┌──

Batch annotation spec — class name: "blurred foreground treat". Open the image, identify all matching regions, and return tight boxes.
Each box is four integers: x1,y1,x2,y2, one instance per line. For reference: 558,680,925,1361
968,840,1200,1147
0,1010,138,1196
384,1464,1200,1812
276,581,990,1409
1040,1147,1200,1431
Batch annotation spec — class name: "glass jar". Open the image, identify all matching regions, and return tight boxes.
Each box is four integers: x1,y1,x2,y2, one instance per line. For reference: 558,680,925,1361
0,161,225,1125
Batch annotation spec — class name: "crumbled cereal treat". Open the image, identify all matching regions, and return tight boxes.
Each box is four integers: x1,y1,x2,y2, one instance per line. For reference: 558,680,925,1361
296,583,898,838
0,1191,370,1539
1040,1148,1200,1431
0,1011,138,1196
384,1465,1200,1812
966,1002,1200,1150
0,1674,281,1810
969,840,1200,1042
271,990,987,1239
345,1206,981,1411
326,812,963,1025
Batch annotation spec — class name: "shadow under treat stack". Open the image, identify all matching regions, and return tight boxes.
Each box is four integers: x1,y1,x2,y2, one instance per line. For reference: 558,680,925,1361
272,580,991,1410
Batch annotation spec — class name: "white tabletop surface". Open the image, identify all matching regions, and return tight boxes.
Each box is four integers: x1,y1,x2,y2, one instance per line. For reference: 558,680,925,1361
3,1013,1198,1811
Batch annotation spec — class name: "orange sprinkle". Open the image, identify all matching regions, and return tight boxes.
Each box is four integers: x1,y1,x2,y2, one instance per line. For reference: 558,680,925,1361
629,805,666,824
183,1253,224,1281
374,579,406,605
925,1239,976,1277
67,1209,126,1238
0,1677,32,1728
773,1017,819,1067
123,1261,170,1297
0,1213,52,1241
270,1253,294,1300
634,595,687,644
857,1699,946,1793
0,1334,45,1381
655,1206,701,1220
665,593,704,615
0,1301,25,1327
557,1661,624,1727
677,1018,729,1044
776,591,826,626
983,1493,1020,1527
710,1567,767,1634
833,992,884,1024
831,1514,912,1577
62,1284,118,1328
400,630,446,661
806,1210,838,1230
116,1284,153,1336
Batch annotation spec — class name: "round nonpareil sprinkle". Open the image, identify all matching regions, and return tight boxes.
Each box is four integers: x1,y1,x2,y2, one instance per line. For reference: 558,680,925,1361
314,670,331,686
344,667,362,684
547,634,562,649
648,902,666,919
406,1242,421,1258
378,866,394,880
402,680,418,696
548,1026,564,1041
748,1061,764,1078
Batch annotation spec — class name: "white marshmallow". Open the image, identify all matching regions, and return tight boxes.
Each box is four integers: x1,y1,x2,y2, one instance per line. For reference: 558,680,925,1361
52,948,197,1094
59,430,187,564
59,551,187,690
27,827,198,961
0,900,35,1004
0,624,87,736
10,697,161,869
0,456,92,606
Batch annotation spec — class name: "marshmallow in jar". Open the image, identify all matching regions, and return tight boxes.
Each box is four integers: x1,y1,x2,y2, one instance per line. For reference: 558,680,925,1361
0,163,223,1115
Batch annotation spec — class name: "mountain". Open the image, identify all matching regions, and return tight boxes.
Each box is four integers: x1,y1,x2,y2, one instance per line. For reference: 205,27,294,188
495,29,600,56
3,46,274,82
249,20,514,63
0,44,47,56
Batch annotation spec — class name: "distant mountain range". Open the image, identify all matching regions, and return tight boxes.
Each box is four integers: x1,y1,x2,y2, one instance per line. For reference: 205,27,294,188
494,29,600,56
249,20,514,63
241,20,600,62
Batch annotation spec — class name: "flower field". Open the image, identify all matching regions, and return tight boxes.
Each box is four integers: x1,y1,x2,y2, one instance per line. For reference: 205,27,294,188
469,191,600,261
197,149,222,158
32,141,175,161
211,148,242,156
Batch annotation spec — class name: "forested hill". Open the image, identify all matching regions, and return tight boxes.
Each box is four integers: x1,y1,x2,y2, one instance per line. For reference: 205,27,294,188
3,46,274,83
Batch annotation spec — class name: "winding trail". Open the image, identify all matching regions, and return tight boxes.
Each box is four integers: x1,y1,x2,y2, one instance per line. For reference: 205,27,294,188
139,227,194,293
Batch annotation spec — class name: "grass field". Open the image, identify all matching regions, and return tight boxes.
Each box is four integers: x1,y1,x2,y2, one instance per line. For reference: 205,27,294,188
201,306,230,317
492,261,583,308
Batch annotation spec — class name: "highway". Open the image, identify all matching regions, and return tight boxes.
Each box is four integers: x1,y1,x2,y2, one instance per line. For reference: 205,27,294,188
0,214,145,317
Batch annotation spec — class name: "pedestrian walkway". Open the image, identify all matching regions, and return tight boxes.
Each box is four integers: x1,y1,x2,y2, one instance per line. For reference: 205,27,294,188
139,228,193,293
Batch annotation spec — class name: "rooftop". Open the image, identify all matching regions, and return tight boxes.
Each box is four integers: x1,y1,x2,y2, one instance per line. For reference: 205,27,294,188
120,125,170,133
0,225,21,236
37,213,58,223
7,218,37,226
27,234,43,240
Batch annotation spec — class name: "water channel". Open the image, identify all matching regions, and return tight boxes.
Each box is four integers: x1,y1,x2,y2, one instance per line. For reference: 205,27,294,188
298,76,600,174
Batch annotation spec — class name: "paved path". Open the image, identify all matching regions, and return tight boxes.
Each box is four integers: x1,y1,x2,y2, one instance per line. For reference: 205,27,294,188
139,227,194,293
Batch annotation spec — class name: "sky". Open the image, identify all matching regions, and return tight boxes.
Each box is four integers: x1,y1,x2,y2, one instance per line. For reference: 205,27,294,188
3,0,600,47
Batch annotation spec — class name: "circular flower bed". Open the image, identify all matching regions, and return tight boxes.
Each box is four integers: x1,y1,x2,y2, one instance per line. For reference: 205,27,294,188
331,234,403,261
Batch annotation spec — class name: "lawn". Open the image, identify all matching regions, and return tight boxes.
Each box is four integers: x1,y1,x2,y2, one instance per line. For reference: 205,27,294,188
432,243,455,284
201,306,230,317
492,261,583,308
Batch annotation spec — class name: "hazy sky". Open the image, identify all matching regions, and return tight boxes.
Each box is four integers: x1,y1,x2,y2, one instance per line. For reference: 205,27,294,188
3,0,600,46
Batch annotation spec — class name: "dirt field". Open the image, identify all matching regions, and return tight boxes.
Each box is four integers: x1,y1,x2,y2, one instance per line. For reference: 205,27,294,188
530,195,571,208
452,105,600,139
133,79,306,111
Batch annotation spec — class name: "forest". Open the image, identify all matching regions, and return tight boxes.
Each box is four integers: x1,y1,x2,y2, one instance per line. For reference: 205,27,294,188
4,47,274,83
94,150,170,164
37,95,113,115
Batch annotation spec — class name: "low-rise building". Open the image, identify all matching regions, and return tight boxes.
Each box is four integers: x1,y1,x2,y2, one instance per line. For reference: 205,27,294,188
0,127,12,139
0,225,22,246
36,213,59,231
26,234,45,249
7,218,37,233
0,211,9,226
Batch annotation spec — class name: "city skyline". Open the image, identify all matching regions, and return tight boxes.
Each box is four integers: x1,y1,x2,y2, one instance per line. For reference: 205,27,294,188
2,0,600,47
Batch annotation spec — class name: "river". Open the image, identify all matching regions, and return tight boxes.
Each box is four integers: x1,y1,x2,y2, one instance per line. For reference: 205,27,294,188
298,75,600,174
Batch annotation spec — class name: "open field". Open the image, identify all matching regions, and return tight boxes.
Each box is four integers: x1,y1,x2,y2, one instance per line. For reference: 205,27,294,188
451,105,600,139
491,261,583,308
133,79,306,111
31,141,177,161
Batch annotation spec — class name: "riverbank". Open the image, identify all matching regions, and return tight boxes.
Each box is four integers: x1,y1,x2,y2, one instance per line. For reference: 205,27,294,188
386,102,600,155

└──

THE PROBLEM: Please repeat the listing word for word.

EXERCISE SOLUTION:
Batch annotation spec — class name: "blurred foreground treat". Open the image, identify all matching regions, and return tight boxes.
Each box is four integers: x1,y1,x2,y2, one instance per line. For reference: 558,680,925,1361
968,840,1200,1147
0,1010,138,1196
384,1464,1200,1812
276,581,990,1409
1040,1147,1200,1431
Batch annotation spec — class name: "glass jar". Open the image, identify all matching regions, and return tight boxes.
Each box is four integers: x1,y1,x2,y2, one instance per line. For reference: 558,680,925,1361
0,161,225,1125
Batch annotation spec — class name: "crumbled cereal treat". Open the image, identify all matching regions, and return tight boxes.
Each box is four integers: x1,y1,x2,y2, one instance per line. For reference: 558,680,925,1361
296,583,898,838
0,1191,370,1539
1040,1148,1200,1431
0,1011,138,1196
384,1465,1200,1812
966,1002,1200,1150
0,1674,281,1810
969,840,1200,1042
271,990,987,1239
345,1206,981,1411
326,812,963,1025
Batch annotation spec — class name: "shadow under treat stack". Open the image, identify all matching regions, and return tight boxes.
Each box is four integers: x1,y1,x2,y2, one instance per line. For reference: 558,680,925,1361
272,580,991,1410
Batch annotation spec — class name: "white tabletop surface". Open the image, identify all matching regions, and return tight boxes.
Each box is four integers: x1,y1,x2,y2, one instance per line. For reference: 558,680,925,1361
3,1013,1198,1811
Batch annotation spec — class name: "orange sprinkle". Open the image, identify all matching regions, and return tight boxes.
Each box is four integers: x1,y1,x2,y2, one instance per line. For reference: 558,680,925,1361
629,805,666,824
183,1253,224,1281
374,579,406,605
925,1239,976,1277
67,1209,126,1238
0,1677,32,1728
773,1017,819,1067
123,1261,170,1297
0,1213,52,1241
270,1253,294,1300
634,595,687,644
857,1699,946,1793
0,1334,45,1381
655,1206,701,1220
665,593,704,615
0,1301,25,1327
557,1661,624,1727
677,1018,729,1044
776,591,826,626
983,1493,1020,1527
710,1567,767,1634
833,992,884,1024
831,1514,912,1577
62,1284,118,1328
400,630,446,661
806,1210,838,1230
116,1284,153,1336
Batch annotation spec — class name: "round nonpareil sprinkle". Open the image, identify all matching regions, and return tight boxes.
Each box is four integers: x1,y1,x2,y2, one instance per line. For reference: 558,680,925,1361
314,670,331,686
344,667,362,684
547,634,562,649
648,902,666,919
406,1242,421,1258
378,866,394,880
402,680,418,696
548,1026,564,1041
748,1061,764,1078
Batch annotation spec — class name: "white marshmallow". Open the image, identify all matching regions, and return tight boxes.
Each box is four integers: x1,y1,x2,y2, one instance per line. For reference: 558,680,925,1361
52,948,197,1094
59,430,187,564
59,551,187,690
27,827,198,961
0,900,35,1004
0,624,87,736
10,697,161,869
0,456,92,606
Batch annotation spec — class name: "marshmallow in jar". Open the image, identify all matching regions, and return tight boxes.
Each box is four integers: x1,y1,x2,y2, one instance per line. For reference: 558,680,925,1361
0,163,223,1115
Batch annotation spec — class name: "mountain". Open the image, identify all matching regions, and return tight boxes.
Each box is four integers: x1,y1,x2,y2, one instance per line. For reference: 205,27,294,188
495,29,600,56
3,46,274,82
249,20,514,63
0,44,47,56
Batch annotation spec — class name: "distant mountain range". Open the image, identify all matching regions, and return tight boxes.
Each box is four integers: x1,y1,x2,y2, one instance per line. For reference: 205,27,294,188
494,29,600,56
249,20,514,63
241,20,600,62
Batch annotation spec — class name: "flower field". Open the image, identify all matching regions, and return tight boxes.
Each box is four integers: x1,y1,x2,y2, one instance per line. For reference: 205,27,294,188
469,191,600,261
197,149,222,158
32,141,175,161
211,148,242,156
Batch annotation spec — class name: "forested hill". Open the image, identify all matching regions, and return tight boxes.
Each box is four integers: x1,y1,x2,y2, one instance per line. For reference: 205,27,294,188
3,46,274,83
Batch annotation spec — class name: "winding trail". Open the image, identify all matching regions, and return tight boxes.
Each box is four integers: x1,y1,x2,y2, one instance per line. For reference: 205,27,294,188
139,227,194,293
Batch annotation spec — class name: "grass field". Open the image, identify all matching regions, and return tight boxes.
Each box is four integers: x1,y1,x2,y2, one instance per line. For reference: 205,27,294,188
201,306,230,317
492,261,583,308
Batch annotation spec — class name: "highway". Open the image, identify all matching regions, and return tight boxes.
Each box is four integers: x1,y1,x2,y2, one instance per line. For reference: 205,27,294,188
0,214,145,317
Batch annotation spec — class name: "pedestrian walkway". Open the image, identify all matching regions, and return tight boxes.
Each box is four integers: x1,y1,x2,y2, one instance per line. For reference: 205,27,294,188
139,228,193,293
Batch annotation spec — class name: "rooftop". Open the image, identify all matching regions, and return tight boxes.
Each box is four integers: x1,y1,x2,y2, one instance per line. For reference: 205,27,294,188
120,125,170,133
0,225,21,236
37,213,58,223
7,218,37,226
27,234,43,240
Batch annotation spec — class name: "water channel". Open the image, identify all matching regions, and return tight boxes.
Each box is four integers: x1,y1,x2,y2, one instance per line. For reference: 205,27,294,188
298,76,600,174
Batch annotation spec — class name: "paved path". Open the image, identify all matching regions, and return tight boxes.
Each box is four integers: x1,y1,x2,y2, one instance per line. For reference: 205,27,294,188
139,227,194,293
Batch annotation spec — class name: "sky". Open the image, identify all matching regions, and return tight boxes.
Each box is four integers: x1,y1,x2,y2, one instance per line. For reference: 205,27,294,188
3,0,600,47
Batch annotation spec — class name: "circular flower bed". Open the image, identify all matching regions, and return tight boxes.
Each box is four integers: x1,y1,x2,y2, one instance per line. For reference: 205,27,294,188
331,234,403,261
Batch annotation spec — class name: "lawn". Open the image, identify all matching regions, and return tight boxes.
Each box is four integers: x1,y1,x2,y2, one instance per line. For reference: 205,27,294,188
432,243,455,284
201,306,230,317
492,261,583,308
Batch annotation spec — class name: "hazy sky". Open the image, identify all matching regions, and return tight boxes.
Each box is four integers: x1,y1,x2,y2, one instance per line. For reference: 205,27,294,188
3,0,600,46
Batch annotation spec — class name: "dirt field". Open the image, identify all matching regions, and return tight boxes.
Each box is four integers: x1,y1,x2,y2, one instance per line. For reference: 205,27,294,188
530,195,571,208
452,105,600,139
133,79,306,111
Batch annotation spec — class name: "forest". Open the image, identify all matching regions, and return tight boxes.
Each box is four integers: x1,y1,x2,y2, one instance per line. For reference: 205,27,294,188
4,47,274,83
94,150,170,164
37,95,113,115
Batch annotation spec — class name: "low-rise building". Open the image, identify all matching regions, and return tight boxes.
Each box is four integers: x1,y1,x2,y2, one instance per line. For reference: 205,27,294,188
0,127,12,139
0,225,22,246
36,213,59,231
26,234,45,249
7,218,37,233
0,211,9,226
Batch annotation spec — class name: "city skyline". Open the image, identify all matching regions, and return tight boxes.
Each box is four integers: x1,y1,x2,y2, one instance per line. For reference: 205,27,294,188
2,0,600,47
Batch annotation spec — class name: "river". Open the image, identify all matching regions, and return tight boxes.
Each box is four integers: x1,y1,x2,y2, one instance per line. For reference: 205,27,294,188
298,75,600,174
Batch annotation spec — class name: "open field". Open the image, identify all matching regions, and return tight boxes.
Each box is four integers: x1,y1,x2,y2, one instance per line. For reference: 205,27,294,188
451,105,600,139
491,261,583,308
133,79,306,111
31,141,177,161
Batch annotation spec — class name: "riverbank". Open the image, identify all matching regions, and return tight boxes.
Each box is four integers: x1,y1,x2,y2, one instance per line. For reference: 205,27,294,188
386,102,600,155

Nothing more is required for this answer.